Given problem A
Lay out the listing lines as a Markdown table with the columns "Row" and "Line". Number each row and skip blank lines, starting at the line that has "Put one point on each instance of the weathered" and ending after the line that has "Target: weathered wood plank".

Extracted text
—————

Starting in Tk 8.6.5, the following code snippet produces an invalid PNG file:

########
# create image (large dimensions seem to trigger the bug)
set width 2000
set height 5000
set img [image create photo -width $width -height $height]

# create row of random RGB pixels (a high number of different colors seems to be requirement for the bug)
set row {}
for {set x 0} {$x < $width} {incr x} {
    set c [format "#%02X%02X%02X" [expr int(rand() * 256)] [expr int(rand() * 256)] [expr int(rand() * 256)]]
    lappend row $c
}
set row [list $row]

# fill image with 'row'
for {set y 0} {$y < $height} {incr y} {
    $img put $row -to 0 $y $width [expr {$y + 1}]
}

# write png
set fname /tmp/invalid.png
$img write -format png $fname

exit
########
Loading /tmp/invalid.png with a libpng-based app (e.g. pngtopnm), results in several error messages, such as
...
libpng warning: Ignoring bad adaptive filter type
libpng warning: Ignoring bad adaptive filter type
pnmtopng:  fatal libpng error: Extra compressed data
pngtopnm: setjmp returns error condition

User Comments: dkf added on 2016-10-30 05:27:03:

The big lesson about the zlib stuff has been that it was a complicated API and should have had more cooking before going in. The disconnect between how we do APIs in Tcl/Tk and how the zlib library works is rather large, and the difference between what was delivered in original contributed source code and what was needed to satisfy the TIP was even larger.

—————

Given problem B
In the Tk PNG bug report, rewrite the passage that begins at the words "The big lesson" and ends after "was even larger.", putting "testing" in place of "cooking".

Saved data entries
—————

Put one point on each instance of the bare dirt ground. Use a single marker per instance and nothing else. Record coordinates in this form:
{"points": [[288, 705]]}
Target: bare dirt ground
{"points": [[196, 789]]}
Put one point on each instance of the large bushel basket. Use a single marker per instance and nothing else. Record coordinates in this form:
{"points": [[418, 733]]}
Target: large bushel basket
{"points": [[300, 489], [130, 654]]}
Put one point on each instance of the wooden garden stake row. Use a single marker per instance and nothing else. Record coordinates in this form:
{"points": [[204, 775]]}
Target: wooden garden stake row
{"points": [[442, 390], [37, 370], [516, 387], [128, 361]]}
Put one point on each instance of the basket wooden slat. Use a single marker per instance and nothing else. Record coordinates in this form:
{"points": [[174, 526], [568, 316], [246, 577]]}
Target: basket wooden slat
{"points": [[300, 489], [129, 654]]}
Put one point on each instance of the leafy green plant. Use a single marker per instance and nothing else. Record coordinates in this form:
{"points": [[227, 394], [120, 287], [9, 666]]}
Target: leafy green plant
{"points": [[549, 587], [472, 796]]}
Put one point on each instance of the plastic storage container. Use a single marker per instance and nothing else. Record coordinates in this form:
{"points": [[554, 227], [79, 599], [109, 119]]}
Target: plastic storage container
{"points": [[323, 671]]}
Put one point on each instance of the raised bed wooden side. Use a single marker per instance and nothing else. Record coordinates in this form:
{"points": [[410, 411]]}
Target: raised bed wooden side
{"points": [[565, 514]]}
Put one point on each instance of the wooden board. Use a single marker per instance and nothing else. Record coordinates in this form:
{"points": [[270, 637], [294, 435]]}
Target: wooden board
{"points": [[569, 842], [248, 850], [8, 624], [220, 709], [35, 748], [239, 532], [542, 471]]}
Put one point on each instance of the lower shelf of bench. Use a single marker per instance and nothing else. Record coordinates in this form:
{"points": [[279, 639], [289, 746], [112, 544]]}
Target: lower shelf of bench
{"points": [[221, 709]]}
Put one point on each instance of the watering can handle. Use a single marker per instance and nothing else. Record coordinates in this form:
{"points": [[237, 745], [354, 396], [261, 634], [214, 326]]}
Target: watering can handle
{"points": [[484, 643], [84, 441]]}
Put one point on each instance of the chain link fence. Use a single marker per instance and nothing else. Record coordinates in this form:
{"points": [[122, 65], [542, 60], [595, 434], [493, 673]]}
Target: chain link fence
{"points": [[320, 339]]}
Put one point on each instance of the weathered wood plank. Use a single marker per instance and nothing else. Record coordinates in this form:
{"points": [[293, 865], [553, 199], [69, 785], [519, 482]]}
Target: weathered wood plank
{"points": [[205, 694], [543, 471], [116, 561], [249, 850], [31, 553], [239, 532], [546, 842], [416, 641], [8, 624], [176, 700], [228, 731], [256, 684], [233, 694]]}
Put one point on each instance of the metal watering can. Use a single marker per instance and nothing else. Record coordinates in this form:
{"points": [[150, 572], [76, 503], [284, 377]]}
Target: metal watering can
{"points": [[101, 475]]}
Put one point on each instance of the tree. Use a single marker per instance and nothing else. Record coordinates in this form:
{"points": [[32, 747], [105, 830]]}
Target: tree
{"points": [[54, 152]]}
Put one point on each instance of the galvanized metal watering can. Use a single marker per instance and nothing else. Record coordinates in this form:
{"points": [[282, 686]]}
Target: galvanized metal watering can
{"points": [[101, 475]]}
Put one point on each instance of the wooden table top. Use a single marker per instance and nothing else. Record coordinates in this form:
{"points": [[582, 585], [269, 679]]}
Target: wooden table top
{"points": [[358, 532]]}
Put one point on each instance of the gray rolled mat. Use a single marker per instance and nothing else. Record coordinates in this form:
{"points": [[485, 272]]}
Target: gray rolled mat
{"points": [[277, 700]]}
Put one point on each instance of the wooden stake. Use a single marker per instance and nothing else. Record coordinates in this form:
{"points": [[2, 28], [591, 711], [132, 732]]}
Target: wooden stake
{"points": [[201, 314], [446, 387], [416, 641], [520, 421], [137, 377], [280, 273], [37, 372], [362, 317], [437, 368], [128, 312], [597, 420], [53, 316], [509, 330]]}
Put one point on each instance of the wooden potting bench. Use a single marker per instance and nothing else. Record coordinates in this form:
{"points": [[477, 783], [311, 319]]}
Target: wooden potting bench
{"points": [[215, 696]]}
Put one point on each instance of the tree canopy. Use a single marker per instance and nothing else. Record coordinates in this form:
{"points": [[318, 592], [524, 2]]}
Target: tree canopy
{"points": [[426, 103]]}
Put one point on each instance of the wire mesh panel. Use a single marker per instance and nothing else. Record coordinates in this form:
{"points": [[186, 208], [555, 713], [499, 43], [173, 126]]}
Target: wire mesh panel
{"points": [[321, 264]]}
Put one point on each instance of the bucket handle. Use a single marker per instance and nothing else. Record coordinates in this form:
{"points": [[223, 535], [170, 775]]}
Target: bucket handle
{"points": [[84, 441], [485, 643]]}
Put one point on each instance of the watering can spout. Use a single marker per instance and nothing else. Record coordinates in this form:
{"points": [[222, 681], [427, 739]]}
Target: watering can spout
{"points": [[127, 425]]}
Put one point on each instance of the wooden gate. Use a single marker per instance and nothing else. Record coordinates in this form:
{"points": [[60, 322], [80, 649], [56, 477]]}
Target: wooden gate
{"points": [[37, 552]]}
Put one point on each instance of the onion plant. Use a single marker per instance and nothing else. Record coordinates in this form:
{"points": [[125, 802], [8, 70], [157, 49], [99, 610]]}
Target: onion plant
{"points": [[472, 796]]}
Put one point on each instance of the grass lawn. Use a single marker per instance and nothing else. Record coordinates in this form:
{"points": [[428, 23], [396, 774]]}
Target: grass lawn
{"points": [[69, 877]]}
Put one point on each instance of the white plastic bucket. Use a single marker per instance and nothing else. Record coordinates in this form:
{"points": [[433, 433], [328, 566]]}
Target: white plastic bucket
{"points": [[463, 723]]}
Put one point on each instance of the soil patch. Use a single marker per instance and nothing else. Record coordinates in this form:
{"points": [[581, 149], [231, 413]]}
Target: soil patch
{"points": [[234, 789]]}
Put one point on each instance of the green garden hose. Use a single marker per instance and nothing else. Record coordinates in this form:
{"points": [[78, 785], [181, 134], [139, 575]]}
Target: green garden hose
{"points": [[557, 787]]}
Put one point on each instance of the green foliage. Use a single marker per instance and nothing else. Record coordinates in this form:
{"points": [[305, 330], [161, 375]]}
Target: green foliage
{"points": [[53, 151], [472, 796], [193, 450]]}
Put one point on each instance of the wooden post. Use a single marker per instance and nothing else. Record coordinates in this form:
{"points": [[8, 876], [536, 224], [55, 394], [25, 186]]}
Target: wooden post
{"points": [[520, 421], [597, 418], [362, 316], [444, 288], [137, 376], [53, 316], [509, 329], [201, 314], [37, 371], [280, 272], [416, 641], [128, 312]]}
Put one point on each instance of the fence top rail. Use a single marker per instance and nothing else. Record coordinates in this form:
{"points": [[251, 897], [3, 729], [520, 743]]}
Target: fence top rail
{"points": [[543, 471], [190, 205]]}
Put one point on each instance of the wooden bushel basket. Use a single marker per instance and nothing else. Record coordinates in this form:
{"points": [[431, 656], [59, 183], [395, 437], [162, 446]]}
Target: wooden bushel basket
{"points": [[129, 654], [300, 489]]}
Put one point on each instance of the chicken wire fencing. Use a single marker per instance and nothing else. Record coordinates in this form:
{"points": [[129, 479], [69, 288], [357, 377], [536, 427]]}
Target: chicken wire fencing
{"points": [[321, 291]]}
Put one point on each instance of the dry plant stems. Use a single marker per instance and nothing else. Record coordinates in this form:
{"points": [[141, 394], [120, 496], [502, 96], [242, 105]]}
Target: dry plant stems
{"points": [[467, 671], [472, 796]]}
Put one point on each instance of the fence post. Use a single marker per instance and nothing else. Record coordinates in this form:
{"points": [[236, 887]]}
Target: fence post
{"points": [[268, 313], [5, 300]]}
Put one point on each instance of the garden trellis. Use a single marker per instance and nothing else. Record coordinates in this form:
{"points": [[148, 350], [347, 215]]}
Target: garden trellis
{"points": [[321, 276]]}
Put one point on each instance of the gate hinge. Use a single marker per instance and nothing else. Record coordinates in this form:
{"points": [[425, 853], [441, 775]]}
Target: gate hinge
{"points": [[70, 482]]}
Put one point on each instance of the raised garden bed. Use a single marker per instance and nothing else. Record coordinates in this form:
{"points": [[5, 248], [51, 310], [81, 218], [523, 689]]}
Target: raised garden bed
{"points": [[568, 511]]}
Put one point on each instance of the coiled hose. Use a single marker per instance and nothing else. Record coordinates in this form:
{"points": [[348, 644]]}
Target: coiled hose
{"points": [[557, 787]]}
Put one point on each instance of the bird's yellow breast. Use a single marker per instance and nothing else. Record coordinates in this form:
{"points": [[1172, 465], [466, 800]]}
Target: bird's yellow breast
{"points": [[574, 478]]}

—————

Exercise output A
| Row | Line |
|---|---|
| 1 | Put one point on each instance of the weathered wood plank. Use a single marker per instance and nothing else. Record coordinates in this form: |
| 2 | {"points": [[293, 865], [553, 199], [69, 785], [519, 482]]} |
| 3 | Target: weathered wood plank |

Exercise output B
The big lesson about the zlib stuff has been that it was a complicated API and should have had more testing before going in. The disconnect between how we do APIs in Tcl/Tk and how the zlib library works is rather large, and the difference between what was delivered in original contributed source code and what was needed to satisfy the TIP was even larger.